> [EXTRAIT À LIRE]:
%%
Façon de parler, car Dupont-Aignan, qui lui est exclu du débat démocratique revu par TF1, a du mal à accepter que ce soit une chaîne de télévision qui décide des candidats à présenter au public, sachant bien sûr que l'on sélectionne les produits qui font vendre (audience).

Que répondre ? Que c'est vrai "puisque toute le monde le fait" ?

Mais la vraie difficulté est toute autre : qu'allons-nous dire à nos enfants ? A eux qui se passionnent pour nos conversations en boucle sur le prix des costumes et les salaires supposés fictifs de la maman. Le remboursement du mariage de la petite est devenu en soi un enjeu familial à l'échelon national : "Dis maman, tu ne vas pas me faire rembourser mon mariage quand même ?!". "Mais non Marie ! (le père grommelle, il trouve l'idée pas si bête) mais tu sais il y a des gens qui n'ont pas les moyens des réceptions qu'ils donnent ! Et d'ailleurs je t'ai dit qu'il n'était pas question de faire des folies, franchement, ce n'est pas cela qui compte... "

Plus sérieusement, c'est sur le fond que cela se complique. Diane a triché à son dernier contrôle. Vous trouvez cela inadmissible, elle va être sévèrement punie. "Mais maman ! Tout le monde le fait !" Elle se permet de glousser en plus : "On ne peut pas me mettre en examen, j'y étais déjà, hihi ! ". Que répondre ? Que c'est vrai "puisque toute le monde le fait" ? Que c'est donc normal et acceptable ? Le contraire de tout ce que vous vous échinez à leur inculquer. Sans compter les 18-20 ans qui vont voter pour la première fois et que cela passionne ou dégoûte, c'est selon. Ils sont effarés par cette entrée tonitruante et nauséabonde dans la vie républicaine et démocratique. Ils le disent haut et fort et beaucoup ne veulent pas aller voter. C'est là que Macron a du bon, car dans le casting il y a quand même un jeune présentable, qui a la virginité politique pour lui et l'ambiance start-up pour atténuer le côté ringard des vieux du renouveau qui se bousculent au portillon. Ouf ! Quel que soit leur choix, il est satisfaisant pour les parents d'avoir un contre-exemple (momentané?) au "tous pourris".
%%
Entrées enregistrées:
%%
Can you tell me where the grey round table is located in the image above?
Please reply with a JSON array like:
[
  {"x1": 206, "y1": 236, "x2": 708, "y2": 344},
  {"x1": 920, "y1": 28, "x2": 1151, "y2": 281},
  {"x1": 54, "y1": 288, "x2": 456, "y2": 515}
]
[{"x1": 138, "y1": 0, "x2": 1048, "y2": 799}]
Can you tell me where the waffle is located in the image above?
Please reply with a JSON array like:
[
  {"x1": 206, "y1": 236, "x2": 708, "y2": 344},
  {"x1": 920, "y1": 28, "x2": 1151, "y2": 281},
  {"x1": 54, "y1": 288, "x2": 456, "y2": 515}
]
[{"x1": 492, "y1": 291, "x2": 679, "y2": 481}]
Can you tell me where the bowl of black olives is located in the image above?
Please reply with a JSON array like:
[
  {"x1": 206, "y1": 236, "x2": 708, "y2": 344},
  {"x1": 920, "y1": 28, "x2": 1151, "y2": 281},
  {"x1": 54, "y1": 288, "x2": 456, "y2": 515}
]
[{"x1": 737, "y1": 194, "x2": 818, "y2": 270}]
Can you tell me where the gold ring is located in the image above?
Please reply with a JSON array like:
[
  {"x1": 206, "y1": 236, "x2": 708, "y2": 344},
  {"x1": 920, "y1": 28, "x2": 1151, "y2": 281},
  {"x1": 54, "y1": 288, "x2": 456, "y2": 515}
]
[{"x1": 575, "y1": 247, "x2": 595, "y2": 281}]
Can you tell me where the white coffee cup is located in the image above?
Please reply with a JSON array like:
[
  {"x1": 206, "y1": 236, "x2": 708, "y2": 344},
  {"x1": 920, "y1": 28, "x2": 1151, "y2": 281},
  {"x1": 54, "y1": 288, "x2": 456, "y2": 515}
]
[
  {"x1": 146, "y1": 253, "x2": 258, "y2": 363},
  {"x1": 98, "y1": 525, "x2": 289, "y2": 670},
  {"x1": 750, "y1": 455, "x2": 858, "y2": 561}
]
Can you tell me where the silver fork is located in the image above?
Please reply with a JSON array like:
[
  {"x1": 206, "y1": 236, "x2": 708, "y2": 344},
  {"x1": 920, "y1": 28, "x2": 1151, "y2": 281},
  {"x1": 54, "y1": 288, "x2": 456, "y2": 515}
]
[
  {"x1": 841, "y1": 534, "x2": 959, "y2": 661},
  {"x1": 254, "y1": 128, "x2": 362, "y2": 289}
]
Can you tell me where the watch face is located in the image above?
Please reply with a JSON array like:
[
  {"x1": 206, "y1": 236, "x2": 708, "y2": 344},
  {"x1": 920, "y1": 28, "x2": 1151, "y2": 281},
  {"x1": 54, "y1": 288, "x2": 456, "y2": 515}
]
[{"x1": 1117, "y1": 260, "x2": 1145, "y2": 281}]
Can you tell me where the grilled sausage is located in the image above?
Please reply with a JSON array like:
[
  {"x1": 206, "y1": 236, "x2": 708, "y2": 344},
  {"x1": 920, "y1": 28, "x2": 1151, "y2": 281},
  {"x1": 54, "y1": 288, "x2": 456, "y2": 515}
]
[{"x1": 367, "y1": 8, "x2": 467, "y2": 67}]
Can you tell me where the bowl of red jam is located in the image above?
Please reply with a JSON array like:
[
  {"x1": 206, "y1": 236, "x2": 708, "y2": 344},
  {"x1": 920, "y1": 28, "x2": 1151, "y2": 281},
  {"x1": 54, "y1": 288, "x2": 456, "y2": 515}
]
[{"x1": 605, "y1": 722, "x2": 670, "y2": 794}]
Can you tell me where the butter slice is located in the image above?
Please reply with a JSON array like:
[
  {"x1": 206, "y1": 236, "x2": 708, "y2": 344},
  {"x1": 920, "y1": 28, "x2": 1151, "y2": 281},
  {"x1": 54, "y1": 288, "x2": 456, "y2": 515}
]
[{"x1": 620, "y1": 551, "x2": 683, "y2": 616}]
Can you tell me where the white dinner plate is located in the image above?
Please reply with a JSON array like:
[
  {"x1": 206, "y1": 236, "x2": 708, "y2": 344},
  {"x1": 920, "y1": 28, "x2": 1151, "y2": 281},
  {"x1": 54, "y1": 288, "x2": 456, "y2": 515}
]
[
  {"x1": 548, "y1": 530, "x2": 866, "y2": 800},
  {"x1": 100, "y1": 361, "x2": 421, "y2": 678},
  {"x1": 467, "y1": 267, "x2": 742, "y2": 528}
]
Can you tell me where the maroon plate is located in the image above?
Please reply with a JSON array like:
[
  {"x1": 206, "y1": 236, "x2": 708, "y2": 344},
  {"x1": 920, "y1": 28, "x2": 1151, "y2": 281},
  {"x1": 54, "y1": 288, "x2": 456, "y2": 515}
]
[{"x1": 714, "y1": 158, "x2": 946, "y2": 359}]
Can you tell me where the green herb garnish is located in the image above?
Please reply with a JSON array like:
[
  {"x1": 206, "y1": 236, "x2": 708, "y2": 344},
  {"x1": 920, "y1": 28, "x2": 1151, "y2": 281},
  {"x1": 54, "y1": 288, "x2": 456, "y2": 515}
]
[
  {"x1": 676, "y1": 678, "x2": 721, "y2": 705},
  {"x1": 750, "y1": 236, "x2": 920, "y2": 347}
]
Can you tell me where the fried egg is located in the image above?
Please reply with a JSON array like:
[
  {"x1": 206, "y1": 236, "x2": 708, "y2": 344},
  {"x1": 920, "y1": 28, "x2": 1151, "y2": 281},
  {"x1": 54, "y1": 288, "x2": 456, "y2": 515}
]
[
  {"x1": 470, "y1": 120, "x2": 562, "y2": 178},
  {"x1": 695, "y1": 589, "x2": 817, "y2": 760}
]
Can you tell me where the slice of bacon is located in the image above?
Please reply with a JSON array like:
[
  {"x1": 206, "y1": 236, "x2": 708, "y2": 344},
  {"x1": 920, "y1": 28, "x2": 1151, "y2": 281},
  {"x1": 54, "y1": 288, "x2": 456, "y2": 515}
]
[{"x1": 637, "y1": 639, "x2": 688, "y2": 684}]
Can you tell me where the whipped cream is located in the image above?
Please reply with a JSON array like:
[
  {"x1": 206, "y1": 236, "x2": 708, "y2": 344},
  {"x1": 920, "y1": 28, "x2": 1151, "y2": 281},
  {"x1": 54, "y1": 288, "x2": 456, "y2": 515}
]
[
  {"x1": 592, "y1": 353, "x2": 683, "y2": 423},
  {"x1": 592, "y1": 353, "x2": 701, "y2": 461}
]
%%
> [CONSIGNE]: Pouvez-vous recopier le passage de l'extrait qui va de « Façon de parler, car » jusqu'à « font vendre (audience). », en remplaçant « TF1 » par « France 2 » ? Les entrées enregistrées ne servent à rien ici.

> [RÉSULTAT ATTENDU]:
Façon de parler, car Dupont-Aignan, qui lui est exclu du débat démocratique revu par France 2, a du mal à accepter que ce soit une chaîne de télévision qui décide des candidats à présenter au public, sachant bien sûr que l'on sélectionne les produits qui font vendre (audience).